> _Задания для выполнения_
[1] Ответьте по тексту о сельском хозяйстве Средиземноморья: до какого уровня поднялась агрикультура в XI–XIII вв.?
[2] Продолжите текст о сельском хозяйстве Средиземноморья в античности и средние века с того места, где он заканчивается.
++++ Исходный текст ++++
Сравнение с античностью допустимо преимущественно для тех частей Европы, которые входили в состав Римской империи, т. е. для стран бассейна Средиземного моря. Относительно сельского хозяйства в этих странах установлено, что в эпоху античности уже был достигнут максимум развития аграрного производства, который вообще возможен при доминировании индивидуального хозяйства. В начале средних веков здесь наблюдается упадок. Затем положение постепенно выправилось, и в XI–XIII вв. агрикультура поднялась приблизительно до того уровня, на котором она находилась на рубеже н. э. — в период расцвета рабовладельческого мира[193]. Система сельского хозяйства и состояние агротехники оставались в Южной Франции и Италии в средние века в основном такими же, как и в предшествующую эпоху; в природно-географических условиях Средиземноморья этот «потолок» мог быть превзойден лишь при переходе от мелкого производства к крупному, т. е. в новое время.
На это могут возразить, что несмотря на кажущуюся одинаковость состояния сельскохозяйственного производства в античности и в средние века в странах Средиземноморья на самом деле производительные силы переживали значительный прогресс и качественное обновление, так как производительные силы — это не только техника, но и сами производители, и если в древности основной фигурой в производстве был раб, то в средние века — крестьянин, ведущий самостоятельное хозяйство. Однако подобное возражение вряд ли можно было бы считать основательным, и даже если его принять, то нужно объяснить, почему при одних и тех же средствах и орудиях производства, при одинаковой в основном технике в древности эксплуатировали рабов, а в средние века — зависимых держателей.
++++ Перечень данных ++++
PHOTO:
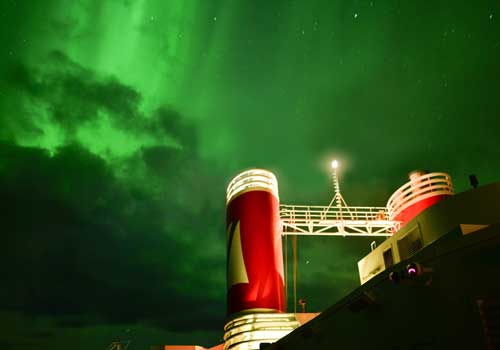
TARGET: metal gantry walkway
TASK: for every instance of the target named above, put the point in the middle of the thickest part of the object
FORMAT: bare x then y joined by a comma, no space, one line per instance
336,221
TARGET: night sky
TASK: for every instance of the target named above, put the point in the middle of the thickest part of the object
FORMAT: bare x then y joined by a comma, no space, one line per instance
121,123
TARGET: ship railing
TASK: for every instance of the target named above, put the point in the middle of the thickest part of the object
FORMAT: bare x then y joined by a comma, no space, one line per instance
422,187
336,220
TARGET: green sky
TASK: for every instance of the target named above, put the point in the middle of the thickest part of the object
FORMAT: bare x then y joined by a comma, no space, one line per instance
122,121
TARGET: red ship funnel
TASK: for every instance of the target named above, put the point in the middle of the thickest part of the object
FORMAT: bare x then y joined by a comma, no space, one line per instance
254,251
422,191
++++
> _Ответы к заданию_
[1] Приблизительно до того уровня, на котором она находилась на рубеже н. э., в период расцвета рабовладельческого мира.

[2]
В других, менее романизованных странах Европы в период раннего средневековья производство также долго не уходило от уровня, на котором стояло в древности. В некоторых областях внедряются более прогрессивные методы обработки Земли, новые сельскохозяйственные культуры, постепенно распространяется тяжелый колесный плуг, в качестве рабочей силы начинают применять наряду с волами лошадей, пускают под обработку залежные земли, осушают болота; но все это началось не сразу же после варварских завоеваний, а несколькими столетиями позже, главным образом с X–XI вв. Эти сдвиги не предшествуют генезису феодализма, а происходят уже в феодальном обществе[194]. Феодализация же развертывается в обществе с отсталыми (по сравнению с состоянием их в античном мире) производительными силами, в обстановке аграризации городов, упадка или стагнации сельскохозяйственного производства. Прибавим к этому еще и интеллектуальный застой, сопровождавший переход от античности к средневековью: прежняя, античная цивилизация агонизировала, средневековая, новая — еще не возникла.
Переселение варваров на римские территории отчасти приводило их в соприкосновение с новыми для них формами агрикультуры (огородничество, виноградарство, садоводство), дало им некоторые более совершенные сельскохозяйственные орудия, но коренным образом не изменило их хозяйственной деятельности. Впечатление о крутом повороте в экономической жизни германцев после завоевания римских провинций создается лишь в том случае, если придерживаться мнения об их «полукочевом» образе жизни в предшествующий период. Но такое мнение — миф. Выше было упомянуто, что германские племена издавна были земледельческими. Переложная система, представление о которой складывается при чтении Цезаря и Тацита, возможно, и имела место у отдельных племен, но не была распространена в Германии повсеместно. В ее северных областях уже в последние столетия до н. э. существовало оседлое земледелие[195]. Прежней оставалась после Великих переселений и организация производства: мелкое хозяйство.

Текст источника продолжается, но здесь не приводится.